> [Tareas]:
1/ Reproduce del texto sobre la eutanasia el fragmento que va desde "A todos nos" hasta "dejado de serlo.".
2/ Indica, por favor, qué lugar ocupará España entre los países del mundo que despenalizan la eutanasia, según el texto sobre la eutanasia.
3/ Explica en una a tres oraciones por qué, según el texto sobre la eutanasia, ver a una bancada aplaudir en pie la despenalización produce más inquietud que orgullo.

> [Texto analizado]:
España será el sexto país del mundo que despenaliza la eutanasia. Lo ha hecho una mayoría parlamentaria más que suficiente, pero no transversal: una norma de semejante calado habría requerido un consenso más amplio y un proceso deliberativo más especializado que ha brillado por su ausencia. Las prisas de Sánchez obedecen como siempre al sectarismo y a la táctica cortoplacista: se trata de cegar los puntos de unión y priorizar leyes divisivas que arrinconen al PP y permitan a la mayoría de Gobierno arrogarse el monopolio del progreso moral. Pero una bancada en pie aplaudiendo la despenalización de la eutanasia como si se tratara de un triunfo incontestable mueve antes a la inquietud que al orgullo. Porque por primera vez en nuestro ordenamiento, la vida deja de ser un bien jurídico supremo y admite su desdoblamiento entre digna e indigna. Una distinción que nunca puede competer al Estado sino solo a la soberanía de la persona.
A todos nos conmueve el terrible sufrimiento en que la enfermedad llega a colocar a pacientes sin esperanza. Por eso causa desazón que el Gobierno haya optado por la vía expeditiva de la eutanasia antes que por una ley de cuidados paliativos, a los que accediera toda clase de pacientes: esto habría sido progresismo. La ley aprobada se esfuerza por detallar los supuestos que aseguren el garantismo del proceso -casos incurables bajo consentimiento aprobado por varios filtros sanitarios-, pero en ausencia de testamento vital deja la puerta abierta a la autorización final de terceros en presencia de un médico. Y ningún funcionario -y menos un médico- debiera ser quién para decidir qué vida es digna de ser vivida y cuál ha dejado de serlo.
Es el modo de tratar a los más vulnerables el que da la medida ética de una sociedad. Ojalá hubiera sido posible que la ideología y el juego político no contaminasen hasta la manera de abordar el final de la vida.

> [Datos extraídos]:

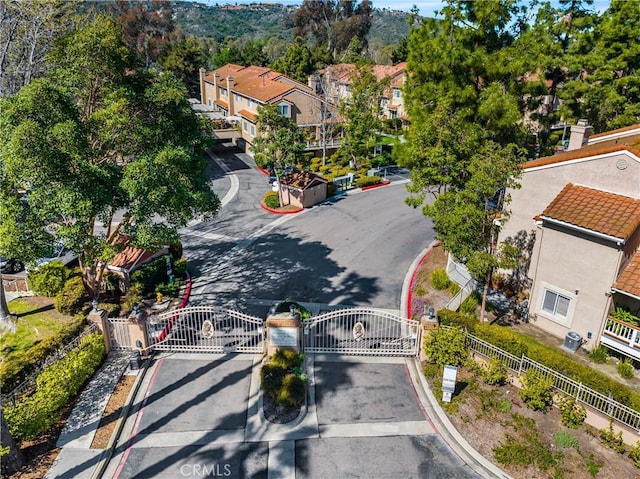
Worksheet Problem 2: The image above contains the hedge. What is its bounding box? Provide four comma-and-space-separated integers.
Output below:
438, 309, 640, 411
0, 316, 84, 392
4, 333, 105, 441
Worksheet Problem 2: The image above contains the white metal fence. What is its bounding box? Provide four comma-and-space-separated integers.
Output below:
467, 333, 640, 431
147, 306, 264, 353
303, 308, 421, 356
107, 318, 133, 350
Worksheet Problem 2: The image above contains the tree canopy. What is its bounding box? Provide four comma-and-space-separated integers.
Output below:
0, 16, 219, 295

> [Respuestas esperadas]:
1/
A todos nos conmueve el terrible sufrimiento en que la enfermedad llega a colocar a pacientes sin esperanza. Por eso causa desazón que el Gobierno haya optado por la vía expeditiva de la eutanasia antes que por una ley de cuidados paliativos, a los que accediera toda clase de pacientes: esto habría sido progresismo. La ley aprobada se esfuerza por detallar los supuestos que aseguren el garantismo del proceso -casos incurables bajo consentimiento aprobado por varios filtros sanitarios-, pero en ausencia de testamento vital deja la puerta abierta a la autorización final de terceros en presencia de un médico. Y ningún funcionario -y menos un médico- debiera ser quién para decidir qué vida es digna de ser vivida y cuál ha dejado de serlo.

2/ España será el sexto país del mundo que despenaliza la eutanasia.

3/ Porque, por primera vez en el ordenamiento español, la vida deja de ser un bien jurídico supremo y admite su desdoblamiento entre digna e indigna. El texto sostiene que esa distinción nunca puede competer al Estado, sino solo a la soberanía de la persona.